**THE TASK:**
The response must restate all of the data word for word.

**DATASET RECORDS:**
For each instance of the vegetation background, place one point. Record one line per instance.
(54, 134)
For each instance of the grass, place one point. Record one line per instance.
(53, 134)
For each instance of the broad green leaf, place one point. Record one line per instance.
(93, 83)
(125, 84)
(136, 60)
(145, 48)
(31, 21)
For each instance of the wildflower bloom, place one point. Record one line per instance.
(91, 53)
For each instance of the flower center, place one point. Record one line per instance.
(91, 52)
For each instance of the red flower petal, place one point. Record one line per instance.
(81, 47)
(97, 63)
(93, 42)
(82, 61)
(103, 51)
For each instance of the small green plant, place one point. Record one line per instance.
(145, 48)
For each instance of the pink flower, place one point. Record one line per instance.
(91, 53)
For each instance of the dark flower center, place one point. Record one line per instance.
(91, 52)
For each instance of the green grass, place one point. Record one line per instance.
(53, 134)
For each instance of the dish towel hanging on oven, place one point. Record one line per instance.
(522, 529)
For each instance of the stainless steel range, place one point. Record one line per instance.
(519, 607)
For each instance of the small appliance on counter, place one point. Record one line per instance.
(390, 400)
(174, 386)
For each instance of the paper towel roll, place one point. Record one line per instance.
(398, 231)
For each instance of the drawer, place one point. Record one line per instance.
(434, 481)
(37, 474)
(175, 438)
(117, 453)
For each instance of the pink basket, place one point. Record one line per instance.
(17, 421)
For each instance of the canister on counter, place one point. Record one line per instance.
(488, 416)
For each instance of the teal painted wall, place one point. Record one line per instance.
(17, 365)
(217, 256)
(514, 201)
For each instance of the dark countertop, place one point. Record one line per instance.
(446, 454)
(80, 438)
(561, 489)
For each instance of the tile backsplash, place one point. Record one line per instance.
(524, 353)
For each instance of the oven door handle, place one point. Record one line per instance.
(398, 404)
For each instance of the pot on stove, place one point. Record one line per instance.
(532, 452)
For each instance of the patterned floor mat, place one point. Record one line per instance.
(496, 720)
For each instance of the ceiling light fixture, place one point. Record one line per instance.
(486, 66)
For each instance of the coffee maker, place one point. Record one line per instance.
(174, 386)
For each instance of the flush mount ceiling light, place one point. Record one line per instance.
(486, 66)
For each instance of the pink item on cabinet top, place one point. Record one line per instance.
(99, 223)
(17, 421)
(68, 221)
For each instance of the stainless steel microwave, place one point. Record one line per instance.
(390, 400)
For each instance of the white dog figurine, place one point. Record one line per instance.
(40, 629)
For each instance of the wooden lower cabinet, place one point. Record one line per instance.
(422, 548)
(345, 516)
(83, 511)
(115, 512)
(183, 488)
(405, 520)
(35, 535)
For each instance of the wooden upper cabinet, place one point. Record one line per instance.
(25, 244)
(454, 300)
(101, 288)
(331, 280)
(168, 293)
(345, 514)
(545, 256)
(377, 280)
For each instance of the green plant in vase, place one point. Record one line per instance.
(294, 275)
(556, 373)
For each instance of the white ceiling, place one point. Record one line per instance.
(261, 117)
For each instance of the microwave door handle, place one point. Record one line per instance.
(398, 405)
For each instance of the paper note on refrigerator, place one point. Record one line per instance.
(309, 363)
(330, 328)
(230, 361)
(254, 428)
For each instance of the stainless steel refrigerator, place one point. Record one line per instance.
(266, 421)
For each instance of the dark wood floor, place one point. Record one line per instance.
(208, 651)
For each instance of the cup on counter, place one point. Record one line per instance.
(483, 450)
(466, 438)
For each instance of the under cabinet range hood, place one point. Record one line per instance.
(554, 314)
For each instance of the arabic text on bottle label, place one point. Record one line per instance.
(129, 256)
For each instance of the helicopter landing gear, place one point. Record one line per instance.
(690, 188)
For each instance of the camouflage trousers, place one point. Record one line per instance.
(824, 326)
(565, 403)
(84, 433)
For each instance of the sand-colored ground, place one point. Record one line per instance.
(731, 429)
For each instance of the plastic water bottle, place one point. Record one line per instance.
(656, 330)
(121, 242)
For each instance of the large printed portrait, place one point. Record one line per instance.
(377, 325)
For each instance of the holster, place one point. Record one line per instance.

**SOLUTION TO THIS PROBLEM:**
For each instance of the vegetation background, place one point. Record one line per instance.
(54, 134)
For each instance of the grass, place one point. Record one line per instance.
(53, 134)
For each instance of the broad green leaf, place one point. Record one line per instance.
(93, 83)
(125, 84)
(136, 60)
(145, 48)
(31, 21)
For each instance of the wildflower bloom, place one point. Record one line per instance.
(91, 53)
For each instance of the flower center, place one point. Record one line per instance.
(91, 52)
For each instance of the red flower petal, place one point. Record one line per instance.
(81, 47)
(97, 63)
(93, 42)
(82, 61)
(103, 51)
For each instance of the small green plant, place one point. Record one line per instance.
(145, 48)
For each instance of the pink flower, place one point. Record one line per instance.
(91, 53)
For each instance of the dark flower center, place one point. Record one line per instance.
(91, 52)
For each instance of the green grass, place one point. Record one line per instance.
(53, 134)
For each instance of the dish towel hanging on oven, place one point. Record one line per instance.
(522, 529)
For each instance of the stainless steel range, place one point. Record one line per instance.
(519, 607)
For each instance of the small appliance on counter, place one point. Record one line per instance.
(390, 400)
(174, 386)
For each instance of the paper towel roll, place one point. Record one line per instance.
(398, 231)
For each instance of the drawer, place one point. Record one line per instance.
(434, 481)
(37, 474)
(175, 438)
(117, 453)
For each instance of the pink basket, place one point. Record one line per instance.
(17, 421)
For each instance of the canister on counter, place one point. Record one line per instance.
(488, 416)
For each instance of the teal painted wall, place one point. Record one line per instance.
(17, 365)
(217, 256)
(514, 201)
For each instance of the dark countertop, place one point. Record one line per instance.
(446, 454)
(80, 438)
(561, 489)
For each instance of the tile backsplash, place one point. Record one line per instance.
(524, 353)
For each instance of the oven door handle, place one point. Record one line per instance.
(398, 404)
For each instance of the pot on stove, place one point. Record one line per instance.
(532, 452)
For each instance of the patterned floor mat, place one point. Record one line per instance.
(496, 720)
For each instance of the ceiling light fixture, place one point. Record one line per instance.
(486, 66)
For each instance of the coffee maker, place one point. Record one line per instance.
(174, 386)
For each instance of the flush mount ceiling light, place one point. Record one line per instance.
(486, 66)
For each instance of the pink item on cabinet top, place one point. Record one line per instance.
(99, 223)
(17, 421)
(68, 221)
For each instance of the stainless steel microwave, place one point. Record one line per instance.
(390, 400)
For each instance of the white dog figurine, place one point. Record one line per instance.
(40, 629)
For each instance of the wooden lower cabinet, place one point. Record one line per instance.
(422, 548)
(345, 516)
(83, 511)
(115, 512)
(183, 488)
(405, 520)
(35, 535)
For each instance of the wooden upper cabinet, place one point. Record one line per instance.
(25, 244)
(454, 300)
(101, 288)
(331, 280)
(168, 293)
(345, 514)
(545, 256)
(377, 280)
For each instance of the green plant in vase, place one point. Record one line per instance.
(294, 275)
(556, 373)
For each instance of the white ceiling, place one point. Record one line per instance.
(261, 117)
For each instance of the microwave door handle, place one point. Record one line per instance.
(398, 405)
For each instance of the paper note on refrigerator, place one point. Record one line per instance.
(309, 363)
(330, 328)
(230, 361)
(254, 428)
For each instance of the stainless steel refrigerator, place one point. Record one line per instance.
(266, 421)
For each instance of the dark wood floor, place one point. Record one line per instance.
(208, 651)
For each instance of the cup on counter, place one point. Record one line per instance.
(483, 450)
(466, 438)
For each instance of the under cabinet range hood, place one point. Record one line per instance.
(554, 314)
For each instance of the arabic text on bottle label, place one point. Record one line per instance.
(129, 256)
For each instance of the helicopter landing gear, place one point. Record one line per instance.
(690, 188)
For each instance of the camouflage trousers, place one point. Record one line per instance.
(824, 326)
(565, 403)
(84, 433)
For each instance of the sand-colored ground, place one point. Record one line per instance.
(731, 429)
For each instance of the plastic water bottle, place one point. Record one line per instance.
(656, 330)
(121, 242)
For each instance of the large printed portrait, place one point. Record one line per instance.
(377, 325)
For each instance of the holster, place one point. Record one line per instance.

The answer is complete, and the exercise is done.